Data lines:
(begin)

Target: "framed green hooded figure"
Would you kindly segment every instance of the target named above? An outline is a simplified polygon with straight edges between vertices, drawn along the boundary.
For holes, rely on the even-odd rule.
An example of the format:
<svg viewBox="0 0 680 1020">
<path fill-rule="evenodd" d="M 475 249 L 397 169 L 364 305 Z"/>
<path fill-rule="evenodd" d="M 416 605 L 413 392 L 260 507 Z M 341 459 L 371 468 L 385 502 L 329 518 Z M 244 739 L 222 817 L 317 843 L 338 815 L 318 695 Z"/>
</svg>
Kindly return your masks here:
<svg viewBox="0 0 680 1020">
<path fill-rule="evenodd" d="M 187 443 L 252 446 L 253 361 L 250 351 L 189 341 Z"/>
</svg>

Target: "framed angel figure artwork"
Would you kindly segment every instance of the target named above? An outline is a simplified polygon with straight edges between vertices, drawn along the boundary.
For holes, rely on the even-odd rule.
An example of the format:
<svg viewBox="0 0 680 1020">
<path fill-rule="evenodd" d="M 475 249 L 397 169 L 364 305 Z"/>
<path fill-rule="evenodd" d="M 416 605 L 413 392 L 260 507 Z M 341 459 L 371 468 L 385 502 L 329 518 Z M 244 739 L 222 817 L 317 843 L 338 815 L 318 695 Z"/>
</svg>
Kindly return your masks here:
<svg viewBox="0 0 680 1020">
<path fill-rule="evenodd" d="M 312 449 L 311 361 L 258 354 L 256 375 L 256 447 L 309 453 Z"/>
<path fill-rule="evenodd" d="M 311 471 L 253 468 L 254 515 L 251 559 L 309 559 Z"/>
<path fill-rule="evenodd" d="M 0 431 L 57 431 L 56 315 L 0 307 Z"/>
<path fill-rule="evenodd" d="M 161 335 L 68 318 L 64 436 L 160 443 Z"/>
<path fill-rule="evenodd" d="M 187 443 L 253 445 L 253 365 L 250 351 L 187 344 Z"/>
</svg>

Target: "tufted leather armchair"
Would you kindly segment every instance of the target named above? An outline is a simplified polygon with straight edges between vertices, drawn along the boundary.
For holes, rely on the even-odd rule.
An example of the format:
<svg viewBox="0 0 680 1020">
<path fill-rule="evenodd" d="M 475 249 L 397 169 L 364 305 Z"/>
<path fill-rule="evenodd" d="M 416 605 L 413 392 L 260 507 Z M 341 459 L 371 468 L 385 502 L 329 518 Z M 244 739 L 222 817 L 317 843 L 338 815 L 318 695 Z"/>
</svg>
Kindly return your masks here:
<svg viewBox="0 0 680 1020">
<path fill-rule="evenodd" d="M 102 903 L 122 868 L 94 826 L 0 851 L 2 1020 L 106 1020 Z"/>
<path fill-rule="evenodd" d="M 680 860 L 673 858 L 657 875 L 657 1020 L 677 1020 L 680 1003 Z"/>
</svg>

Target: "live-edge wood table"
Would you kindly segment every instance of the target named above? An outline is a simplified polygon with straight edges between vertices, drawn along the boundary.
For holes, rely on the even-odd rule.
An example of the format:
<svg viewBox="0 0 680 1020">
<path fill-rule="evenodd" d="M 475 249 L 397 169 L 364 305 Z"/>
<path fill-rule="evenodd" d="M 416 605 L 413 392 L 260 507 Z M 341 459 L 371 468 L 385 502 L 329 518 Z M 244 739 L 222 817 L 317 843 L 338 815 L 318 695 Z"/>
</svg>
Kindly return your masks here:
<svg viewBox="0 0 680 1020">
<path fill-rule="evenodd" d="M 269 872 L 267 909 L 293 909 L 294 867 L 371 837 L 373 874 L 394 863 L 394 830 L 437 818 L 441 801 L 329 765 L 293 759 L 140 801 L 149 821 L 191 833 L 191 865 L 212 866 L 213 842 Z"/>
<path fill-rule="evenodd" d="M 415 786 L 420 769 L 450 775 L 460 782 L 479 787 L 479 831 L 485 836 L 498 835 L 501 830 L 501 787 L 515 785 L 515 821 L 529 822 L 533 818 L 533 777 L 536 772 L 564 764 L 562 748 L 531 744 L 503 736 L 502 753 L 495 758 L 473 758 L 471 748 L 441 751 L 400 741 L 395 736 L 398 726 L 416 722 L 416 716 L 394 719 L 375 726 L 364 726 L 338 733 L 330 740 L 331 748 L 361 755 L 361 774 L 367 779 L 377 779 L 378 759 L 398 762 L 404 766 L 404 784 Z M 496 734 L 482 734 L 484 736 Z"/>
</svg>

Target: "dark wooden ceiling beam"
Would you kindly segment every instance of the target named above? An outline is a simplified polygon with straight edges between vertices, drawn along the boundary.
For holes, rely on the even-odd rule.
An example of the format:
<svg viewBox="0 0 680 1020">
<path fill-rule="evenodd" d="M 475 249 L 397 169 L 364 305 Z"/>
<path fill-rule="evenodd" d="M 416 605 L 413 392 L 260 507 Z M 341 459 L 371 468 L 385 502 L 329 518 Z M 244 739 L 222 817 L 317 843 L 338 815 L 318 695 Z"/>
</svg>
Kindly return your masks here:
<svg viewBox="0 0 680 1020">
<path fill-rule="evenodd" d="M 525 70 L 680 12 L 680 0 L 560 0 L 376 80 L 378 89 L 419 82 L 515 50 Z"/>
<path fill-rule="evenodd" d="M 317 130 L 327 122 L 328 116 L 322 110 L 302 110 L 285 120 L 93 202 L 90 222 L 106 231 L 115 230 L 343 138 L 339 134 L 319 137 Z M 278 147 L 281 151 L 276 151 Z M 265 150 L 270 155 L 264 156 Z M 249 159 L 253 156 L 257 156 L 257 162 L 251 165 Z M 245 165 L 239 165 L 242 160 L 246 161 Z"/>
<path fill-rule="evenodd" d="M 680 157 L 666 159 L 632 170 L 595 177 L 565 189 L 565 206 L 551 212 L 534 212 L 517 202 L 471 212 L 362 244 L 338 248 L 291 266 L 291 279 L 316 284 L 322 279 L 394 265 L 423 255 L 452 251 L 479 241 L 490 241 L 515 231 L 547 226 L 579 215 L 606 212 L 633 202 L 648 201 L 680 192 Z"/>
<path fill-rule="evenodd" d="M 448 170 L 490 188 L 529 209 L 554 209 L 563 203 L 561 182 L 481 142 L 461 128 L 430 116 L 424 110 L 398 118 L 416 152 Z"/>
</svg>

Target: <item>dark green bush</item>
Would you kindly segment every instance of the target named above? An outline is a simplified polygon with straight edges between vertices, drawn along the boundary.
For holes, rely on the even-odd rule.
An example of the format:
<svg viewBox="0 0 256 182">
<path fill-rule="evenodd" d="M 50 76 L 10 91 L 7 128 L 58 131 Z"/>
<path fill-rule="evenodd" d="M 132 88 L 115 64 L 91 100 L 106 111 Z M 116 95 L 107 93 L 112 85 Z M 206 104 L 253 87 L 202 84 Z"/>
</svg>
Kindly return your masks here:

(end)

- **Work to complete**: Reproduce every line of the listing above character for character, with no changes.

- **Written response**:
Target: "framed green hooded figure"
Would you kindly segment every instance of the target named above? An outline is a simplified polygon with straight edges between vertices, drawn along the boundary.
For holes, rely on the even-odd rule.
An example of the format:
<svg viewBox="0 0 680 1020">
<path fill-rule="evenodd" d="M 475 249 L 397 169 L 364 305 Z"/>
<path fill-rule="evenodd" d="M 416 605 L 413 392 L 260 507 Z M 341 459 L 371 468 L 385 502 L 329 518 Z M 244 739 L 222 817 L 317 843 L 338 815 L 318 695 Z"/>
</svg>
Kindly return your masks here:
<svg viewBox="0 0 680 1020">
<path fill-rule="evenodd" d="M 187 443 L 252 446 L 253 361 L 250 351 L 189 341 Z"/>
</svg>

Target: "framed angel figure artwork"
Would you kindly segment every instance of the target named above? An outline is a simplified polygon with straight edges between vertices, drawn along the boundary.
For holes, rely on the even-odd rule.
An example of the format:
<svg viewBox="0 0 680 1020">
<path fill-rule="evenodd" d="M 475 249 L 397 169 L 364 305 Z"/>
<path fill-rule="evenodd" d="M 416 605 L 413 392 L 260 507 Z M 341 459 L 371 468 L 385 502 L 329 518 Z M 244 739 L 222 817 L 317 843 L 338 815 L 318 695 Z"/>
</svg>
Kindly return your masks here:
<svg viewBox="0 0 680 1020">
<path fill-rule="evenodd" d="M 312 449 L 311 361 L 258 354 L 256 375 L 256 447 L 309 453 Z"/>
<path fill-rule="evenodd" d="M 311 471 L 253 468 L 254 515 L 251 559 L 309 559 Z"/>
<path fill-rule="evenodd" d="M 0 431 L 57 431 L 56 315 L 0 307 Z"/>
<path fill-rule="evenodd" d="M 161 335 L 68 318 L 64 436 L 160 443 Z"/>
<path fill-rule="evenodd" d="M 187 443 L 253 445 L 253 365 L 250 351 L 187 344 Z"/>
</svg>

Target: "tufted leather armchair"
Would you kindly segment every instance of the target named above? An outline is a simplified polygon with straight edges between vertices, drawn along the boundary.
For holes, rely on the even-odd rule.
An example of the format:
<svg viewBox="0 0 680 1020">
<path fill-rule="evenodd" d="M 475 249 L 397 169 L 364 305 Z"/>
<path fill-rule="evenodd" d="M 416 605 L 413 392 L 260 507 Z M 341 459 L 371 468 L 385 502 L 329 518 Z M 244 739 L 222 817 L 317 843 L 338 815 L 318 695 Z"/>
</svg>
Kindly return your masks here:
<svg viewBox="0 0 680 1020">
<path fill-rule="evenodd" d="M 102 903 L 122 868 L 94 826 L 0 851 L 2 1020 L 106 1020 Z"/>
<path fill-rule="evenodd" d="M 680 860 L 673 858 L 657 875 L 657 1020 L 677 1020 L 680 1003 Z"/>
</svg>

Target: "live-edge wood table"
Would you kindly segment every instance of the target named above? An outline is a simplified polygon with straight edges between vertices, drawn along the boundary.
For holes, rely on the even-odd rule.
An example of the format:
<svg viewBox="0 0 680 1020">
<path fill-rule="evenodd" d="M 475 249 L 397 169 L 364 305 Z"/>
<path fill-rule="evenodd" d="M 416 605 L 413 392 L 260 507 Z M 341 459 L 371 468 L 385 502 L 329 518 Z M 244 739 L 222 817 L 317 843 L 338 815 L 318 695 Z"/>
</svg>
Kindly return your masks here:
<svg viewBox="0 0 680 1020">
<path fill-rule="evenodd" d="M 269 872 L 267 909 L 293 909 L 294 867 L 371 837 L 373 874 L 394 863 L 394 830 L 437 818 L 441 801 L 329 765 L 293 759 L 140 801 L 149 821 L 191 833 L 191 865 L 212 866 L 213 842 Z"/>
<path fill-rule="evenodd" d="M 415 786 L 420 769 L 450 775 L 460 782 L 479 787 L 479 831 L 485 836 L 498 835 L 501 830 L 501 787 L 515 785 L 515 821 L 529 822 L 533 818 L 533 777 L 536 772 L 564 764 L 562 748 L 531 744 L 503 736 L 502 753 L 495 758 L 473 758 L 471 748 L 441 751 L 400 741 L 395 736 L 398 726 L 416 722 L 416 716 L 394 719 L 375 726 L 364 726 L 338 733 L 330 740 L 331 748 L 361 755 L 361 774 L 367 779 L 377 779 L 378 759 L 398 762 L 404 766 L 404 784 Z M 496 734 L 482 734 L 484 736 Z"/>
</svg>

Target: "dark wooden ceiling beam"
Would you kindly segment every instance of the target named above? An outline is a simplified polygon with straight edges between vertices, drawn along the boundary.
For holes, rely on the even-odd rule.
An example of the format:
<svg viewBox="0 0 680 1020">
<path fill-rule="evenodd" d="M 475 249 L 397 169 L 364 305 Z"/>
<path fill-rule="evenodd" d="M 416 605 L 413 392 L 260 507 Z M 341 459 L 371 468 L 385 502 L 329 518 Z M 244 739 L 222 817 L 317 843 L 338 815 L 318 695 Z"/>
</svg>
Kindly return your masks here:
<svg viewBox="0 0 680 1020">
<path fill-rule="evenodd" d="M 525 70 L 680 12 L 680 0 L 560 0 L 376 80 L 378 89 L 419 82 L 515 50 Z"/>
<path fill-rule="evenodd" d="M 317 130 L 327 122 L 328 116 L 322 110 L 302 110 L 285 120 L 93 202 L 90 222 L 106 231 L 115 230 L 343 138 L 339 134 L 319 137 Z M 278 147 L 281 151 L 276 151 Z M 265 150 L 270 155 L 264 156 Z M 249 159 L 253 156 L 257 156 L 257 162 L 251 165 Z M 245 165 L 239 165 L 242 160 L 246 161 Z"/>
<path fill-rule="evenodd" d="M 680 157 L 666 159 L 632 170 L 595 177 L 565 189 L 565 206 L 551 212 L 534 212 L 517 202 L 471 212 L 362 244 L 338 248 L 291 266 L 291 279 L 316 284 L 322 279 L 394 265 L 423 255 L 452 251 L 479 241 L 490 241 L 515 231 L 547 226 L 579 215 L 606 212 L 633 202 L 648 201 L 680 192 Z"/>
<path fill-rule="evenodd" d="M 448 170 L 490 188 L 529 209 L 554 209 L 563 203 L 561 182 L 481 142 L 461 128 L 430 116 L 424 110 L 398 118 L 416 152 Z"/>
</svg>

Target: <item>dark green bush</item>
Would you kindly segment every instance of the target named above? An outline is a simplified polygon with straight edges between vertices, drawn along the boundary.
For holes, rely on the even-odd rule.
An example of the format:
<svg viewBox="0 0 256 182">
<path fill-rule="evenodd" d="M 50 76 L 10 91 L 7 128 L 58 131 Z"/>
<path fill-rule="evenodd" d="M 132 88 L 115 64 L 91 100 L 106 111 Z M 116 95 L 107 93 L 112 85 Z M 206 104 L 253 87 L 202 84 Z"/>
</svg>
Kindly return your masks here:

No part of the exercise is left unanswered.